# Felt Carbon forks do they...



## z85guy (Apr 25, 2011)

Come with a compression plug if you buy them online from the website? Also.. I see the that is shorter (320mm) than the one that came with my Z85 (370mm). Is that going to be a problem?? Im keeping the 50mm rake.

Thanks all


----------



## 06cvpi (May 10, 2011)

Measure the existing steerer tube and see. Most of the time all forks comes with super long steerer and requires to cut down to size. As for the compression plug, gotta wait for Felt to reply or call them and see.


----------



## z85guy (Apr 25, 2011)

Thanks! I see KCNC has a nice plug if it comes with out


----------



## Superdave3T (May 11, 2009)

Records:
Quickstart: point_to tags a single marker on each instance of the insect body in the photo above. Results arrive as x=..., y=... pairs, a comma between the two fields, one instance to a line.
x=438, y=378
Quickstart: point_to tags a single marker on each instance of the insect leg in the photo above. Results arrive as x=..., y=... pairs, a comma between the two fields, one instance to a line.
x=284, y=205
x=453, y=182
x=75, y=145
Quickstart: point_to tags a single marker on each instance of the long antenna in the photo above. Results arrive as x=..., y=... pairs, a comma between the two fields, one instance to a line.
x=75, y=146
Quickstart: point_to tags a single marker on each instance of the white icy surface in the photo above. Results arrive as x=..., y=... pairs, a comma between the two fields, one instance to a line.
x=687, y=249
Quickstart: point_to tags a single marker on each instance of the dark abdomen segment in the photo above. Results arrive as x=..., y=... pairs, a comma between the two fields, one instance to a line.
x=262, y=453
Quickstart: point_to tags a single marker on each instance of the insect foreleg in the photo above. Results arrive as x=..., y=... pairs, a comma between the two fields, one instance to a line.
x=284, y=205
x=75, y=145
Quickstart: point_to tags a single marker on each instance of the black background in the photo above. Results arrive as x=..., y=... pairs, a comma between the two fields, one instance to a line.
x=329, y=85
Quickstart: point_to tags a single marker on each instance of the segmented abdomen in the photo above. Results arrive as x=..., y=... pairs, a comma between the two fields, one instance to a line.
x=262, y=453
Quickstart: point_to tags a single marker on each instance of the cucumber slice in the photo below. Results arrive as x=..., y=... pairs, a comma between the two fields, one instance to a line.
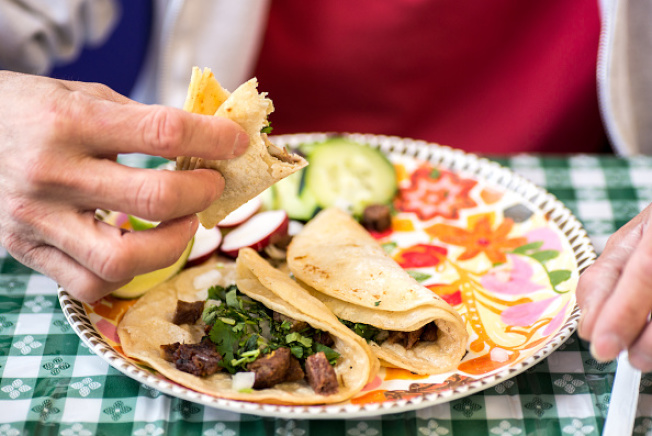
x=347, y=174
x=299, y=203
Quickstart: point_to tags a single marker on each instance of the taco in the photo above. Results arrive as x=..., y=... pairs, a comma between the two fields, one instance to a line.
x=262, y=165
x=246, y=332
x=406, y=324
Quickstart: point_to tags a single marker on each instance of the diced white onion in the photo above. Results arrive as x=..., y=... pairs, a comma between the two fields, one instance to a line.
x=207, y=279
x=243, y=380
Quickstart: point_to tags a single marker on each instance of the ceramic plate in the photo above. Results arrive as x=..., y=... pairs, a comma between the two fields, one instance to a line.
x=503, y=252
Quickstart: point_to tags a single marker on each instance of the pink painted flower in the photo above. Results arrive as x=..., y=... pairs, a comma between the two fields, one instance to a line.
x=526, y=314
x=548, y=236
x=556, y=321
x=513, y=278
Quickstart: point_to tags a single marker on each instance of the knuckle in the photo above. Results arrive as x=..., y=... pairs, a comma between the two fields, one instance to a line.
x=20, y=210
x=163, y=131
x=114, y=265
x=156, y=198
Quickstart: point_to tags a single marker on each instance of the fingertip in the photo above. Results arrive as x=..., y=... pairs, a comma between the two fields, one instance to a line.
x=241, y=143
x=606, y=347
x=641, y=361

---

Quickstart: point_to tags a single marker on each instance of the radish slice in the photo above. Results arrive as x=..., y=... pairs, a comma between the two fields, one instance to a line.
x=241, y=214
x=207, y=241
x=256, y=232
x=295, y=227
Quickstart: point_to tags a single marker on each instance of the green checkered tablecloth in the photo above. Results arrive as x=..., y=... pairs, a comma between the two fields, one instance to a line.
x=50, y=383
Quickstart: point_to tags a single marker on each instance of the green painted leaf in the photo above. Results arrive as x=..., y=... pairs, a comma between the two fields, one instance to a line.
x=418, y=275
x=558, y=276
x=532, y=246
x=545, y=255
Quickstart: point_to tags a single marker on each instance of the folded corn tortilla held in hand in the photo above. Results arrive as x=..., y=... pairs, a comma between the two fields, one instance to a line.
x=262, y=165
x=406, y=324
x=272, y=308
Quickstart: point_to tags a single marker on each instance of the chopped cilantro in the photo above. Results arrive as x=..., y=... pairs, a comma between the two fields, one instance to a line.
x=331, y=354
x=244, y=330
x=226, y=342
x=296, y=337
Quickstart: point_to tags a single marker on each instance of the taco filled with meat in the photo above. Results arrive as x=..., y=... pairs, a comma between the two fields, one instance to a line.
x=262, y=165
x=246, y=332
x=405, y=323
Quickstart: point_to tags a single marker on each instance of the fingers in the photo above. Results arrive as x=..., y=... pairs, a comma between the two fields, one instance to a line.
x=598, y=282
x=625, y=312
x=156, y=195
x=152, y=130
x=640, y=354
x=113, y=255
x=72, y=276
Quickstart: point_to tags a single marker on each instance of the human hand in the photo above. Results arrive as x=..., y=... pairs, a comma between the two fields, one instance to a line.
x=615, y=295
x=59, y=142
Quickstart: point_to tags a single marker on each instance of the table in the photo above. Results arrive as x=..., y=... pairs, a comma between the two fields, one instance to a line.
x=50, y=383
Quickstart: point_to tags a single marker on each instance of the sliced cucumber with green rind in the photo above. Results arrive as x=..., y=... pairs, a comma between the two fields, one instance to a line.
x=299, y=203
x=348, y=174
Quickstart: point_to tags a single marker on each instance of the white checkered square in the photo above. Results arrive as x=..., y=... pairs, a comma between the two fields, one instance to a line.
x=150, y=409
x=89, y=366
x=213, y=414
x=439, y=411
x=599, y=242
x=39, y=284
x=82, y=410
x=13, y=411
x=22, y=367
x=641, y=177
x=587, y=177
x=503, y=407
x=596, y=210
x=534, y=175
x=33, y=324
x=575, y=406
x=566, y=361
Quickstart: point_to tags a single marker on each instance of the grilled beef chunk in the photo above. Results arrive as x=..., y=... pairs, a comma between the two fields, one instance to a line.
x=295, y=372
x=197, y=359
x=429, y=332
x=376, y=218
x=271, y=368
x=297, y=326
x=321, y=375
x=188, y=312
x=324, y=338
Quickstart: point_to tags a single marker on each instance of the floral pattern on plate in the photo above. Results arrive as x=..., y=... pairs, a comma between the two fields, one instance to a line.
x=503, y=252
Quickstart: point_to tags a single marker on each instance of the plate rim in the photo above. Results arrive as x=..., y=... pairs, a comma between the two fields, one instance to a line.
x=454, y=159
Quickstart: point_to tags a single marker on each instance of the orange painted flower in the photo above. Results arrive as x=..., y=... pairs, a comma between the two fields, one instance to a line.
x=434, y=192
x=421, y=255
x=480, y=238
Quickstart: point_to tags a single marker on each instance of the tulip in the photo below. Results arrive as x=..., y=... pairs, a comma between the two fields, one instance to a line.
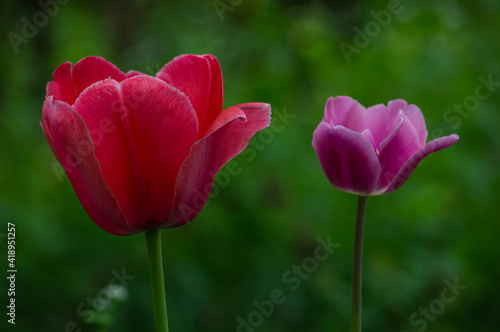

...

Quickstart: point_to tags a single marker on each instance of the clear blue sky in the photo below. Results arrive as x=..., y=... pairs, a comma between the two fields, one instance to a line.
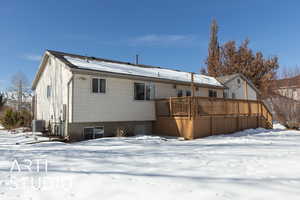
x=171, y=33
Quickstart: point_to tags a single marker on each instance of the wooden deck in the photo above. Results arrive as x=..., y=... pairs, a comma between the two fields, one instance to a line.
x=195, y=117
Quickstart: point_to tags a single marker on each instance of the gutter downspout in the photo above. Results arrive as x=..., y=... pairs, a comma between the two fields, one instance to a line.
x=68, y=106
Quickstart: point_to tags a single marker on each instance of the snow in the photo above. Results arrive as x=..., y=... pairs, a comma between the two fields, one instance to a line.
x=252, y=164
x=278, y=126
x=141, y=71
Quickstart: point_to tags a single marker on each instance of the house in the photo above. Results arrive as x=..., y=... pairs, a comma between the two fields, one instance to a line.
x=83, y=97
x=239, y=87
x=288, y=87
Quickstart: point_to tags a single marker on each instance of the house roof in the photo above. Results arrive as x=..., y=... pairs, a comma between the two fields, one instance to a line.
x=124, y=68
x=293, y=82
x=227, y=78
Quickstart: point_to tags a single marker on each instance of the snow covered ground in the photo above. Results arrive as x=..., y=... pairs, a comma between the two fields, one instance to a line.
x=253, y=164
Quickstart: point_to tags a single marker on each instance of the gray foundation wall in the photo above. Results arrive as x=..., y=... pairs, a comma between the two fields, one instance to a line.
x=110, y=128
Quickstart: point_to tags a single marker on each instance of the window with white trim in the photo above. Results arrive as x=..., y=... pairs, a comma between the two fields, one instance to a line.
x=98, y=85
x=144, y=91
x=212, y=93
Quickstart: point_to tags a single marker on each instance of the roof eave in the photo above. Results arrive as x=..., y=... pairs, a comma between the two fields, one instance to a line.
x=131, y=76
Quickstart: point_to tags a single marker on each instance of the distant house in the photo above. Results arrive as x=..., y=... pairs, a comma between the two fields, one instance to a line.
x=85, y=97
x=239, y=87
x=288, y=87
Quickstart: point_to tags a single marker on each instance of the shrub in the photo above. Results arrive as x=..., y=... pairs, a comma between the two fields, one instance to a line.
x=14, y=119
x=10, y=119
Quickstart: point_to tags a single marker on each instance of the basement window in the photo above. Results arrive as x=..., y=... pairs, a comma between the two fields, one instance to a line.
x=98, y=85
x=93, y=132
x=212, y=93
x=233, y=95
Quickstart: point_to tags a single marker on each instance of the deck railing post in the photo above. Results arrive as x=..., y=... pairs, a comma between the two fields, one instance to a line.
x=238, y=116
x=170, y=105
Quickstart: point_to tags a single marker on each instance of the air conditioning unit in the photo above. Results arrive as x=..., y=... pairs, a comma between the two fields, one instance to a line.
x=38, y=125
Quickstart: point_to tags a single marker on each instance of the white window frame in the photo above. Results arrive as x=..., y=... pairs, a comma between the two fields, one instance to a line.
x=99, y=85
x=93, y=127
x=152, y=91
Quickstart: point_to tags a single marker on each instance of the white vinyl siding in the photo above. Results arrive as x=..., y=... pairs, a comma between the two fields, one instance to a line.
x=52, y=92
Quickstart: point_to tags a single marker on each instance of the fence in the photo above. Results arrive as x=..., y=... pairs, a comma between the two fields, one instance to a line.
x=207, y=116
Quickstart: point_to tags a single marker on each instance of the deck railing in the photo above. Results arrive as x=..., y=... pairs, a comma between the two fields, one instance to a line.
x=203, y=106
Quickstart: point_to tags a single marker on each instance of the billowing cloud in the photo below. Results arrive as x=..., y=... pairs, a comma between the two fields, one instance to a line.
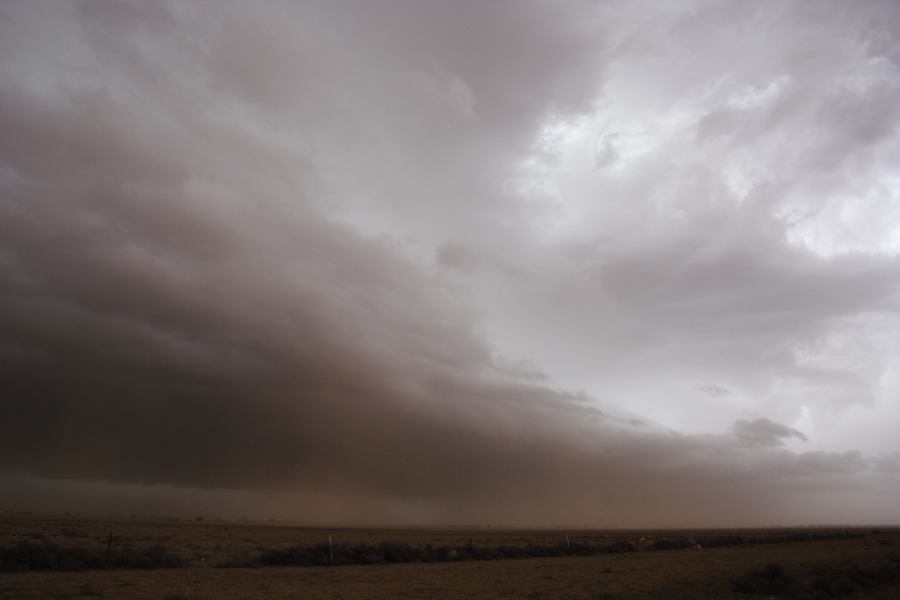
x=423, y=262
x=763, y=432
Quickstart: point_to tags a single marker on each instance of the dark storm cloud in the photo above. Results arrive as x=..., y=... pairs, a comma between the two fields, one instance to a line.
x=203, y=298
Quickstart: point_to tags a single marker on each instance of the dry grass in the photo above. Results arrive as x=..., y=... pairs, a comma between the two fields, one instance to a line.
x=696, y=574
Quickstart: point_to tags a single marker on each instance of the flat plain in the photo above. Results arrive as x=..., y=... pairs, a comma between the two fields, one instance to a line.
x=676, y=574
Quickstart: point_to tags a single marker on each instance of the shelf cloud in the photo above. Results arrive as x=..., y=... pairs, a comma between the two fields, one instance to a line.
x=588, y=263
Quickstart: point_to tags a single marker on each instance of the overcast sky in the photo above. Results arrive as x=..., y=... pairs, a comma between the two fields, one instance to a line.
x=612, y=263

Exercise directions: Extend the Felt carbon fork thread, picking up right after its last line.

Result of the task:
z85guy said:


> Thanks! I see KCNC has a nice plug if it comes with out


The fork length from axle to crown is 370mm, that won't change. The steerer tube length comes uncut and unless you are on a 61cm frame, you'll need to shorten it from 320mm to ~90mm to 50mm longer than your frame's head tube length.

The forks are equipped with a compresion device - also made for us by KCNC.

-SD


----------



## z85guy (Apr 25, 2011)

Thanks Dave


----------



## z85guy (Apr 25, 2011)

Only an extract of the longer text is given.